• **COMPLETE THE FOLLOWING**
1 – Update the part of the blog post that opens with the words containing "Jacoby Shaddix Pictures, Images" and closes with "something insanely fun.", writing "amazed" wherever "surprised" appears.
2 – Return every line of the records that holds the string "clicks".

If I don't win that contest for the meet and greet, I'll be just fine. Because what if I meet them, and they're all jerks? That's going to ruin EVERYTHING all over again. And I just got it back. But on the otherside of the coin.

I want a crazy picture with Jacoby. Man, the guy can not take a serious picture EVER.

Jacoby Shaddix Pictures, Images and Photos
I love that about him.
Sigh.

Anyway... sorry. I'm just very surprised, and very happy I'm doing something insanely fun.

Weight loss. Don't know what I've lost, but since I've been walking again, I can tell. I admit that I've got more bounce in my step, and I can feel it in my clothes. And I can see in the midsection. Yay me!

Okay... I'm done rambling. I hope this explains why I'm not going on my grocery shopping spree. Now, I'm getting coffee, half and half, milk and splenda. I'll be living on macaroni and tuna (not together..) for the next month. But ... it will be worth it. I'm pretty sure on that.

















My latest favorite song.
My favorite line...
Take these memories that are Haunting me

Of a paper man cut into shreds by his own pair of scissors



BYE!







Monday, February 9, 2009

heart of embers












she tries hard

tries so very hard to belong

push, pull, tug, yank

yet, she stays back in the deep dark shadows



when will she be seen?

when will she be noticed?



like a little girl

wanting her teacher's attention

or that longing look from the homecoming king



she yearns

she longs

yet she remains overlooked

over and over



no one can see the heart of gold

buried so very deep

so she thinks

yet

so obviously worn on her sleeve



everyone looks past

never at



no one sees her

shiny heart of gold

despite her mad hand waving

for their attention

or

her crying out



"please look at me!

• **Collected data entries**
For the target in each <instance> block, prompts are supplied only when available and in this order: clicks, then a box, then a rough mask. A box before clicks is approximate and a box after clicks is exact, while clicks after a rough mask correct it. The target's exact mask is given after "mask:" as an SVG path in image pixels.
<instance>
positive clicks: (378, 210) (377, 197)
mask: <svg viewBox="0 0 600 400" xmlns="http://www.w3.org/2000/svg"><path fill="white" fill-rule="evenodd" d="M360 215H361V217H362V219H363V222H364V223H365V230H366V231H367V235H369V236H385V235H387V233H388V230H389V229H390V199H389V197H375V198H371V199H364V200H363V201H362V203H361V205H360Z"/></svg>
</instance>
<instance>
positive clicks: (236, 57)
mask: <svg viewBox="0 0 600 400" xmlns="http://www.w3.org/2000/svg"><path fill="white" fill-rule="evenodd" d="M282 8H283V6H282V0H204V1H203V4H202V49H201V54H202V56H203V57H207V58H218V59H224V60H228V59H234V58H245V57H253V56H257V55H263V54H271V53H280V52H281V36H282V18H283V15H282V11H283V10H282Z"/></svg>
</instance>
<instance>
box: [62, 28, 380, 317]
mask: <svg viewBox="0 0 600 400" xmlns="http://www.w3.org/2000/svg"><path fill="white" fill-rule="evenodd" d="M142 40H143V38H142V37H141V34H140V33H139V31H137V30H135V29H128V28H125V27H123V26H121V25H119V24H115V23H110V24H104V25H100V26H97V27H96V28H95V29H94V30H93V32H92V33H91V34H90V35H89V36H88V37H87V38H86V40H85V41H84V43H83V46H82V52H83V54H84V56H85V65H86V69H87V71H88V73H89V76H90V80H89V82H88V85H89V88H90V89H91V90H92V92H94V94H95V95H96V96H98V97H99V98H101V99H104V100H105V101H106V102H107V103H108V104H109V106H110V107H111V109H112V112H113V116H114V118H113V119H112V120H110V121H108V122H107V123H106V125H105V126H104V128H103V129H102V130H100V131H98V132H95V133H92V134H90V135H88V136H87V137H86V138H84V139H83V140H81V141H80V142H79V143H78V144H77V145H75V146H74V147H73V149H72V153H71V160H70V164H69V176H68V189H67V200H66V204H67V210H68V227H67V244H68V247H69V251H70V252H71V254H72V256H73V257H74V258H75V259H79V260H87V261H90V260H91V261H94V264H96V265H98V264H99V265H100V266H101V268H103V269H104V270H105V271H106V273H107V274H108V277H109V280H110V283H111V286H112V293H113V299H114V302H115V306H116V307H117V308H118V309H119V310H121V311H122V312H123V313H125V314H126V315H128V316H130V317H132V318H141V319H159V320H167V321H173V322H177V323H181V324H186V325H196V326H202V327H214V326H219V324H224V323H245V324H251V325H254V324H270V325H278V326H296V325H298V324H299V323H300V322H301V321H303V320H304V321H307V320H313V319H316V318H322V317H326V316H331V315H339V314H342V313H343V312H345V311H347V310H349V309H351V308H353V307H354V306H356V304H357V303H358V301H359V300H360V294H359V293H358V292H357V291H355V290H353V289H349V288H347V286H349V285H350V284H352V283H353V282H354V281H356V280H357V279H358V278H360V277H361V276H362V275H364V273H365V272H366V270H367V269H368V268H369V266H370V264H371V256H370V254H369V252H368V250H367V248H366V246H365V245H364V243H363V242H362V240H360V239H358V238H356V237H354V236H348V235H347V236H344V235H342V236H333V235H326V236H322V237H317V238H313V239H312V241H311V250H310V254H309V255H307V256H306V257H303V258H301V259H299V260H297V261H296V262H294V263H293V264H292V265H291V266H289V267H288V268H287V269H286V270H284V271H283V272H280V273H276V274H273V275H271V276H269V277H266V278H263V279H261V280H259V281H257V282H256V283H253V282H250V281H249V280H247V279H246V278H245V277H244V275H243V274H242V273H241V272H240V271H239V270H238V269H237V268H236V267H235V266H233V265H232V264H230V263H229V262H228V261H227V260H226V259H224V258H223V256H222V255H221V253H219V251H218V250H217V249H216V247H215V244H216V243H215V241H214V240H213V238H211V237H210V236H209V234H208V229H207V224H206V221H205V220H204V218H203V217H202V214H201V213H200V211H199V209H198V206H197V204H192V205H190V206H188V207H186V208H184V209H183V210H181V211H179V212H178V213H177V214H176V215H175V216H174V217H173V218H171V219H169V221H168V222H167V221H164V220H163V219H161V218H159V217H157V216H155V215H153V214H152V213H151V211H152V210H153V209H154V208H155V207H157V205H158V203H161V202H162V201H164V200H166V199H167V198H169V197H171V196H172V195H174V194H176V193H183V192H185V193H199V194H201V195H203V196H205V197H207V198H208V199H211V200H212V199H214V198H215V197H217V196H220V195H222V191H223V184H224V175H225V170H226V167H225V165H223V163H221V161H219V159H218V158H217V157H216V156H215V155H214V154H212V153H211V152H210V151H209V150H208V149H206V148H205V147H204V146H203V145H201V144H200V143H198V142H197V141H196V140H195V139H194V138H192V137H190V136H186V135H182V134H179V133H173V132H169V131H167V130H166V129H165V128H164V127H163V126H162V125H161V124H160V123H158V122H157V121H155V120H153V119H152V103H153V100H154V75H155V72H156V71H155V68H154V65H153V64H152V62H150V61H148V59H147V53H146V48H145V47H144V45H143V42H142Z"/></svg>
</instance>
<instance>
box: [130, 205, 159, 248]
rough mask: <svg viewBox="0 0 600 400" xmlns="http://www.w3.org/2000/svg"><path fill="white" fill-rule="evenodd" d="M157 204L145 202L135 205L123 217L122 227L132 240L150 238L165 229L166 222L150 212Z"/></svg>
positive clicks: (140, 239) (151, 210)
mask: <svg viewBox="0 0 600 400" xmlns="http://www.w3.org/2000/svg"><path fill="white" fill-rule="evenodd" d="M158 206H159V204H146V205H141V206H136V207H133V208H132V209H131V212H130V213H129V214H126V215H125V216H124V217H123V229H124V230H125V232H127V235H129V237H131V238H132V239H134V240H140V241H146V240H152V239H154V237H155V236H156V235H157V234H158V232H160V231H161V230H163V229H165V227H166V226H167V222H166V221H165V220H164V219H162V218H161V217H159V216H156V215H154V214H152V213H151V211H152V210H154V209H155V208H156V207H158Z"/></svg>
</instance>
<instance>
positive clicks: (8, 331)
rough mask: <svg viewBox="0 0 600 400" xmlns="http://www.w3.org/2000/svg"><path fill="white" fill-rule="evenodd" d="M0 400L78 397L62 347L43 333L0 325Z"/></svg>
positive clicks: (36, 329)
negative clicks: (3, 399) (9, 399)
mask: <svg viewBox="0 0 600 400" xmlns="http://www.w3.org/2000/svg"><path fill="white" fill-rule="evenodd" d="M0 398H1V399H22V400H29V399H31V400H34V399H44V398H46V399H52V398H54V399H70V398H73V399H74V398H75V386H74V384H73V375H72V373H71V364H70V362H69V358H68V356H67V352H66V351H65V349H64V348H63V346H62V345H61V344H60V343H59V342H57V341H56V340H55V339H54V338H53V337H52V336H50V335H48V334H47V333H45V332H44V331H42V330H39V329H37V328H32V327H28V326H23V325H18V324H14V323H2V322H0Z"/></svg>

• **ANSWERS FOR THE TASKS**
1 –
Jacoby Shaddix Pictures, Images and Photos
I love that about him.
Sigh.

Anyway... sorry. I'm just very amazed, and very happy I'm doing something insanely fun.

2 –
For the target in each <instance> block, prompts are supplied only when available and in this order: clicks, then a box, then a rough mask. A box before clicks is approximate and a box after clicks is exact, while clicks after a rough mask correct it. The target's exact mask is given after "mask:" as an SVG path in image pixels.
positive clicks: (378, 210) (377, 197)
positive clicks: (236, 57)
positive clicks: (140, 239) (151, 210)
positive clicks: (8, 331)
positive clicks: (36, 329)
negative clicks: (3, 399) (9, 399)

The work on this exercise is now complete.